List every line below that contains the string "chandelier", matching case exactly.

(Labeled shape records)
#####

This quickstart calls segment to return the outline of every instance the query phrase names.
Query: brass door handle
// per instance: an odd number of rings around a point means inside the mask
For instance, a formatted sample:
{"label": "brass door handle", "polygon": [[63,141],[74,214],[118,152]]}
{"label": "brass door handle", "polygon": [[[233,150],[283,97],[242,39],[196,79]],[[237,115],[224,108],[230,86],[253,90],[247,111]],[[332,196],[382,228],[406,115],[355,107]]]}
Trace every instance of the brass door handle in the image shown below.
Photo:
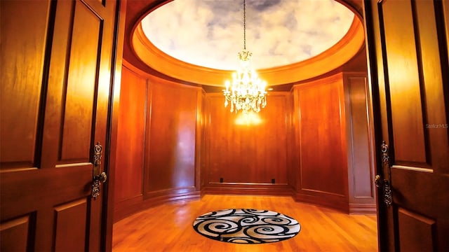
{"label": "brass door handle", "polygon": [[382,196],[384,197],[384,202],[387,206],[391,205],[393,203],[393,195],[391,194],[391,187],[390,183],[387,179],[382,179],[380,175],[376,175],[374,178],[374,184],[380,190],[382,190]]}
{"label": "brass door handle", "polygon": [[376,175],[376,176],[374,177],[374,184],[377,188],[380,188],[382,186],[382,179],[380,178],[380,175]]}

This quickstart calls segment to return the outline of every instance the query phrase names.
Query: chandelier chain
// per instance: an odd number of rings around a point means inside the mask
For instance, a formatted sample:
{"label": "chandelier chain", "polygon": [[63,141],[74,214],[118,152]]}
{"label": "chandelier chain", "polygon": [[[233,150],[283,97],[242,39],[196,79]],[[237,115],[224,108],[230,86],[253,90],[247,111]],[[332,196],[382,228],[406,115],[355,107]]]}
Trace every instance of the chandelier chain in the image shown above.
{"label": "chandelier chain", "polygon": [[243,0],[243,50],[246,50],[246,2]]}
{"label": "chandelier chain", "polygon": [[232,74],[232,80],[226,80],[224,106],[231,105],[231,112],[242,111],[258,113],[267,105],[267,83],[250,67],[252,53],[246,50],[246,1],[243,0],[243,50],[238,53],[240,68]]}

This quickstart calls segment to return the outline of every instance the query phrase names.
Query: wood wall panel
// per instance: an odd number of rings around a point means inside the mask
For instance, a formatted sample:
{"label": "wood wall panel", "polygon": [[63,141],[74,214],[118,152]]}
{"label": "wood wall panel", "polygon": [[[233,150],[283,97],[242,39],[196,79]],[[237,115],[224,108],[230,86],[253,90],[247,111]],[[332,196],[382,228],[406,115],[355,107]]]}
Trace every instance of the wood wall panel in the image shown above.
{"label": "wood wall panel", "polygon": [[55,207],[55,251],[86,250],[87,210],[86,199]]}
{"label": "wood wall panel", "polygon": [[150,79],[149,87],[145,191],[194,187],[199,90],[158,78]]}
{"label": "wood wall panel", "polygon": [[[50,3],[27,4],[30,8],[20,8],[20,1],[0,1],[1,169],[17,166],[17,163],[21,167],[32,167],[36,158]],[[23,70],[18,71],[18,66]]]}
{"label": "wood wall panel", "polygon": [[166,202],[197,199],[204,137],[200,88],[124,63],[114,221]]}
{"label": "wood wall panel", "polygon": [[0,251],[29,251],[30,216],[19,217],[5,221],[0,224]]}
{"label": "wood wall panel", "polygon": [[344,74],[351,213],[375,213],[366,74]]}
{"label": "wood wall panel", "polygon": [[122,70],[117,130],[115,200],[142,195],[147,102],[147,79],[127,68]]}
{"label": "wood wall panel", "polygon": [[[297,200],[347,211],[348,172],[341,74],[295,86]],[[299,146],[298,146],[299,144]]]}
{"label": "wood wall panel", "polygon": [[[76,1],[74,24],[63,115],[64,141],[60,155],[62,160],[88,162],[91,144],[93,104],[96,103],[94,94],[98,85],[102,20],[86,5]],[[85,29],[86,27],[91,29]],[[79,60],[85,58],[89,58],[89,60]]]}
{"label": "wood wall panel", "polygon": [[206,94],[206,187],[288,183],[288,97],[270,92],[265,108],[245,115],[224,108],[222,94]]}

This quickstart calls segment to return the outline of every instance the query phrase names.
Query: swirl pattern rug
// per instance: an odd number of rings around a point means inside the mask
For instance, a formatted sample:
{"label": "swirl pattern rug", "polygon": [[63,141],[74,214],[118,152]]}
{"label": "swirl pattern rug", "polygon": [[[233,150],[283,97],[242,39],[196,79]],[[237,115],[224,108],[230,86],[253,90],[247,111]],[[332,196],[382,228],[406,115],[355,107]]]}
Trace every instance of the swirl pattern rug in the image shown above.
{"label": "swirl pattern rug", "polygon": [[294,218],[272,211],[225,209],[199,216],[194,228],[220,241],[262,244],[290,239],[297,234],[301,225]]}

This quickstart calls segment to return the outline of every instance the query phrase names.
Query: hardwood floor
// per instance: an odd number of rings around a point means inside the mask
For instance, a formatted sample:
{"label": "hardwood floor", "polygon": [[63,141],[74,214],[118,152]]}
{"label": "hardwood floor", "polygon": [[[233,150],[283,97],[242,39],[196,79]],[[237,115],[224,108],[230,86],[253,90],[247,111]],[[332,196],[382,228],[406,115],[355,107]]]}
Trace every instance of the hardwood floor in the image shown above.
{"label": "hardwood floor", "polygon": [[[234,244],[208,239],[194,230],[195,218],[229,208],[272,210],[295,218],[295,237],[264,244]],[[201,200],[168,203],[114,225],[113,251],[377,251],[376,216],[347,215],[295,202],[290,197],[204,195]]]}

#####

◆ Result for this task ◆
Query: chandelier chain
{"label": "chandelier chain", "polygon": [[63,141],[74,214],[118,152]]}
{"label": "chandelier chain", "polygon": [[[233,150],[283,97],[242,39],[196,79]],[[237,115],[224,108],[230,86],[253,90],[247,111]],[[332,196],[382,228],[406,115],[355,107]]]}
Trace every instance of the chandelier chain in the image shown above.
{"label": "chandelier chain", "polygon": [[243,0],[243,50],[246,50],[246,2]]}
{"label": "chandelier chain", "polygon": [[232,74],[232,80],[226,80],[224,106],[231,105],[231,112],[242,111],[258,113],[267,105],[267,83],[250,67],[252,53],[246,50],[246,1],[243,0],[243,50],[238,53],[240,68]]}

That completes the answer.